__Documento__:
-------
Cronaca locale

Majorino corre da sindaco di Milano, ma il suo è un Pisapia-bis

Chiama a raccolta i suoi nel più radical-chic dei salotti. Il delfino di Pisapia è pronto a prendere il posto del suo predecessore

Majorino corre da sindaco di Milano, ma il suo è un Pisapia-bis

Piefrancesco Majorino chiama a raccolta i suoi nel più radical-chic dei salotti milanesi, il teatro Litta. Lo si sapeva da tempo, il centrosinistra si prepara alle comunali del 2016 schierando per primo il delfino di Pisapia. Il bravo ragazzo, liceo Parini, impegnato nel sociale, consigliere comunale prima e assessore al welfare poi.

Rappresenta la continuità assoluta con il sindaco uscente, da cui è stato in parte allevato e di cui ora vuole ripetere le orme. Majorino si presenta in giacca e cravatta, capelli e barba tagliati corti, come a voler comunicare un’impressione più istituzionale a chi è abituato a vederlo in maniche di camicia.

Alla platea di un Litta affollatissimo e accaldato Majorino sciorina un discorso che non riserva sorprese. Usa il turibolo senza risparmio, incensando Pisapia e tutta la giunta: rivendica con orgoglio le lotte sociali, parla senza fiato del lavoro fatto in questi cinque anni per realizzare il programma della sinistra vincitrice nel 2011.

Dopo anni di gavetta è il suo momento: si dice pronto a essere gentile ma anche a fare la faccia feroce, “combatteremo a muso duro la destra becera e affarista”, che secondo lui ha rappresentato il “momento peggiore della storia recente di Milano”.

Non ha paura di passare per le primarie “senza se e senza ma”, anche perché in sala, tra pashmine di cachemire e toppe di velluto siede il piddì Fiano, un altro che vuole piantare il proprio stendardo sullo scranno più alto di Palazzo Marino.
-------
__Cosa fare__:
Per favore, copia dall'articolo su Majorino il tratto che va da "Non ha paura" fino a "di Palazzo Marino.", senza cambiare nulla.
-------
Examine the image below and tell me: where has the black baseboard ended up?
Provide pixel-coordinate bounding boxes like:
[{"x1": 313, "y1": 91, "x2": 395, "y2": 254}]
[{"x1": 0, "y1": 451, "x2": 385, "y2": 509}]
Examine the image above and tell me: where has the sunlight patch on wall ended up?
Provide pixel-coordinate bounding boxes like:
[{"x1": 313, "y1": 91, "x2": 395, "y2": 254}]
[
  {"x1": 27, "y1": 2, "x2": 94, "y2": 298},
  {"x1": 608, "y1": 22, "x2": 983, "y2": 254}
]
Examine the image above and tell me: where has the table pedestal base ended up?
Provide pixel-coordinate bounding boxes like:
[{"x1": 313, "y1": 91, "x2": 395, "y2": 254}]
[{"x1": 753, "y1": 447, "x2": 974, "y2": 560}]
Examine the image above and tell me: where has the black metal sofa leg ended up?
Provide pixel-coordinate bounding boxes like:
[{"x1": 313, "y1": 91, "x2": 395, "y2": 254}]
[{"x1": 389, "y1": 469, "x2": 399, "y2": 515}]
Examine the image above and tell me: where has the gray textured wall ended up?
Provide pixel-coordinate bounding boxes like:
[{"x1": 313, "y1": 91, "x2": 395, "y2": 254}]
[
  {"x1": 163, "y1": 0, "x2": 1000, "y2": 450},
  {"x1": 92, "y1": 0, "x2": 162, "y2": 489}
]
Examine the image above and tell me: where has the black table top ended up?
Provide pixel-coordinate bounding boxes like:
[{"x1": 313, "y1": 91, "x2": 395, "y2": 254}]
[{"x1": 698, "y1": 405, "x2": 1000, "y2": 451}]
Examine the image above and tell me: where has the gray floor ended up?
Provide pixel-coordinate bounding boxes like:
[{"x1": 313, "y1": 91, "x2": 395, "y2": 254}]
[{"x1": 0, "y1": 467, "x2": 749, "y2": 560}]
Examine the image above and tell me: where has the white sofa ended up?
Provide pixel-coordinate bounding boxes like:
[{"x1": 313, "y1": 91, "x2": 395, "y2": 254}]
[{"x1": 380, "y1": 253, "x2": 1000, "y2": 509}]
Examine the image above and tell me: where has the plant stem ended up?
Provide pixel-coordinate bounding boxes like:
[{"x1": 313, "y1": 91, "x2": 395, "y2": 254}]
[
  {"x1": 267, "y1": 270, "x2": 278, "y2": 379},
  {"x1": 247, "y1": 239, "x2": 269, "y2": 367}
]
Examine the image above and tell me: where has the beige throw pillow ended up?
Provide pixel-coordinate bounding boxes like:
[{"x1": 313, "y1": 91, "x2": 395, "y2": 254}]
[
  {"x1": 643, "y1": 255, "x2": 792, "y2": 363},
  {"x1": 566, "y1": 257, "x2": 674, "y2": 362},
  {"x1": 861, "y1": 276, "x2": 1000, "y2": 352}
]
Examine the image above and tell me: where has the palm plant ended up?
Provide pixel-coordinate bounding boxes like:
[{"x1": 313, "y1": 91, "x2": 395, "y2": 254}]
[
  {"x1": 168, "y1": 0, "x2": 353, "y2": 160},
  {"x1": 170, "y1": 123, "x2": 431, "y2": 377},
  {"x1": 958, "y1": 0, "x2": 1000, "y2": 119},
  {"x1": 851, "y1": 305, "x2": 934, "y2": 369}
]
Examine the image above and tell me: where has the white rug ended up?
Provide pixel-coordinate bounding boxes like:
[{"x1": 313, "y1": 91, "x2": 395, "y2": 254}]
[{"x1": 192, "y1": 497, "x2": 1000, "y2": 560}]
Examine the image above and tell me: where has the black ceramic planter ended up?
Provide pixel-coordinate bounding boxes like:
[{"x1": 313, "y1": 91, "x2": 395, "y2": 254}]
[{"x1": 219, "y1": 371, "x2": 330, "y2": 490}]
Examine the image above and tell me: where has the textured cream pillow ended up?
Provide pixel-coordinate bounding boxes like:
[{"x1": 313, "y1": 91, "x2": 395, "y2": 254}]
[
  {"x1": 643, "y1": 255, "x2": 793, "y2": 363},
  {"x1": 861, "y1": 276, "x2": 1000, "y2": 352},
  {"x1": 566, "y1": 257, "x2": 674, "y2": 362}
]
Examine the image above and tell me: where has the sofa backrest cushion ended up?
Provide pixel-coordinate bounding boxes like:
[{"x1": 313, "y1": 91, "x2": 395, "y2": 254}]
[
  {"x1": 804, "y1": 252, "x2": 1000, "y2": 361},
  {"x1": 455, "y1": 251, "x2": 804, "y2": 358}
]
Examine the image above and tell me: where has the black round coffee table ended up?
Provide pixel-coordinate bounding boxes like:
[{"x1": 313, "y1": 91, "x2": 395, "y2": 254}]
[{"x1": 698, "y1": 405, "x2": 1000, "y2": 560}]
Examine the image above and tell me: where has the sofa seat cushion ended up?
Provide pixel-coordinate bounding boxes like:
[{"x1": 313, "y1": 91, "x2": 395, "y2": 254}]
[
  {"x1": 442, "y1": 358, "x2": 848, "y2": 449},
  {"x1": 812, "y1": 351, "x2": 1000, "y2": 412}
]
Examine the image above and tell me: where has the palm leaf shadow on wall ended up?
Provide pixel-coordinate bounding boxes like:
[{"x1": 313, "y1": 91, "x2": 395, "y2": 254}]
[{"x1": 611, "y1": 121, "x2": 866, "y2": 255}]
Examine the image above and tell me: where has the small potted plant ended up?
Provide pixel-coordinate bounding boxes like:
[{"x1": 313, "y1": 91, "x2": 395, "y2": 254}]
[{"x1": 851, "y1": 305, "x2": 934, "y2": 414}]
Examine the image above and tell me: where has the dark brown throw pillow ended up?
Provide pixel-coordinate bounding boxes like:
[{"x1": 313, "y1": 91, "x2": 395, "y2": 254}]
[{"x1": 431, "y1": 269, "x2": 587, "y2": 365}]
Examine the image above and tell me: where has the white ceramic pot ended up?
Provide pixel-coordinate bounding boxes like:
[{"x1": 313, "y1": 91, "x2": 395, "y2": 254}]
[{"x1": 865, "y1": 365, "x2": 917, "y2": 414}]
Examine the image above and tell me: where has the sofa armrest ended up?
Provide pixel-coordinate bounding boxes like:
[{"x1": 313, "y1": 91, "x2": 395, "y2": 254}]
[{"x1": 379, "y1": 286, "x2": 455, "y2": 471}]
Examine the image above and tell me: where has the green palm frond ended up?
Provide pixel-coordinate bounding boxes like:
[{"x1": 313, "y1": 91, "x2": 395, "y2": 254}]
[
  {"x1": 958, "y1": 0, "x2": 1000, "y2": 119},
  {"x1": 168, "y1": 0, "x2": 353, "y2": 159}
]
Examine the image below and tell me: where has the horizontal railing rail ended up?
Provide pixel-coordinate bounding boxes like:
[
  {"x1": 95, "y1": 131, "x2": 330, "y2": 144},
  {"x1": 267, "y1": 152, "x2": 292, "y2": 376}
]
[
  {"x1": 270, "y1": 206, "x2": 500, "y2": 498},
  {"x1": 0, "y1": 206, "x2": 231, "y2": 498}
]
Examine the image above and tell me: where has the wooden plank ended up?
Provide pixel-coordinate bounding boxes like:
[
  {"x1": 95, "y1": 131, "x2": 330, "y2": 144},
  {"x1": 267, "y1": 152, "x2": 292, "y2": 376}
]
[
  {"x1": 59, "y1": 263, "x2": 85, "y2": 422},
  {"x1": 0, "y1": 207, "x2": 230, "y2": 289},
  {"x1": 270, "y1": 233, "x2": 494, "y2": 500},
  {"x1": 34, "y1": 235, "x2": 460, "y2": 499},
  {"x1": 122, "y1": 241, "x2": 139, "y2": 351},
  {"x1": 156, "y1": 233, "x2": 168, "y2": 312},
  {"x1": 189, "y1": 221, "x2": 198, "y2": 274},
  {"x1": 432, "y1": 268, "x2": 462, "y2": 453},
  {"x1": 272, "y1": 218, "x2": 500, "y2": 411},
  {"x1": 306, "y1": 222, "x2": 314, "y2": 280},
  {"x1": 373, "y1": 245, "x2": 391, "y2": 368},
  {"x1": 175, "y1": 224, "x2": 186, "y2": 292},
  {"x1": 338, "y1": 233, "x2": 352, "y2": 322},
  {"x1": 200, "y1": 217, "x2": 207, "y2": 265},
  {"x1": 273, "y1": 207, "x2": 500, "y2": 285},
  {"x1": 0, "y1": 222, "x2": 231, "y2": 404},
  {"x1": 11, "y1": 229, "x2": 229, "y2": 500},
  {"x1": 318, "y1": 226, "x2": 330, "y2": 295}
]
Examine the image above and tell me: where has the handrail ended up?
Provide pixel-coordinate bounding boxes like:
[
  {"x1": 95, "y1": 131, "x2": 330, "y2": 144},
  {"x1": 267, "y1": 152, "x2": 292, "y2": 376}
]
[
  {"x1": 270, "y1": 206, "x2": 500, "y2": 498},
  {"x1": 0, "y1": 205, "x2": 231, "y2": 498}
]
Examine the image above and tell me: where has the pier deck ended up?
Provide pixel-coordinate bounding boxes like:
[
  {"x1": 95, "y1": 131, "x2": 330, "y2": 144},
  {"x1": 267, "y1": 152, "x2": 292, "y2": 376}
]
-------
__Risposta__:
Non ha paura di passare per le primarie “senza se e senza ma”, anche perché in sala, tra pashmine di cachemire e toppe di velluto siede il piddì Fiano, un altro che vuole piantare il proprio stendardo sullo scranno più alto di Palazzo Marino.